*PROBLEM TO SOLVE*:
Your task is to return the span of lines beginning at the one with "drawn like (171,149)." and ending at the last line of the data, exactly as it stands.

*** DATA TO EXAMINE Section Begins ***

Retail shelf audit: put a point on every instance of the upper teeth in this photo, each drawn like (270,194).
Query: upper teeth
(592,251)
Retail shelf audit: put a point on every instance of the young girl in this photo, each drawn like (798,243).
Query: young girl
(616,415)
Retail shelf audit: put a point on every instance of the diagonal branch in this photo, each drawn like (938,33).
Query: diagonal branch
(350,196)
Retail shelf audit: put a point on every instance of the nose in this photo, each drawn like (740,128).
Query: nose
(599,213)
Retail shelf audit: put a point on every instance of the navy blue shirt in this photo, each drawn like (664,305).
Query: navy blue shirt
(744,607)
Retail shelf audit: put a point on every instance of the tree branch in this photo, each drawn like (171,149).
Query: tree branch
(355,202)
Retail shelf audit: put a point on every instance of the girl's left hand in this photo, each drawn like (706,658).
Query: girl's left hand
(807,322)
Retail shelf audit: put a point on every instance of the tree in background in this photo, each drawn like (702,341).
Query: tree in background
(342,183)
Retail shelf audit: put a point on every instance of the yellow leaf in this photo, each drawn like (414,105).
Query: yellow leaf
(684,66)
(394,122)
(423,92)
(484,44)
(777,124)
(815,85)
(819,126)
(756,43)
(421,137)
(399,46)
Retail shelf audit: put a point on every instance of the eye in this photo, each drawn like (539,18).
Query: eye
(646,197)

*** DATA TO EXAMINE Section Ends ***

*YOUR SOLUTION*:
Retail shelf audit: put a point on every instance of the tree branch in this photo, each drawn like (171,149).
Query: tree branch
(355,202)
Retail shelf audit: put a point on every instance of the girl's left hand in this photo, each drawn like (706,658).
Query: girl's left hand
(807,322)
Retail shelf audit: put a point on every instance of the tree in background in this photo, each drawn like (702,341).
Query: tree in background
(342,183)
Retail shelf audit: put a point on every instance of the yellow leaf in this photo, each drawn like (414,105).
Query: yellow leaf
(684,66)
(394,122)
(423,92)
(484,44)
(777,124)
(815,85)
(819,126)
(756,43)
(421,137)
(399,46)
Retail shelf audit: put a point on every instance of the eye in this photo, each drawn like (539,18).
Query: eye
(646,197)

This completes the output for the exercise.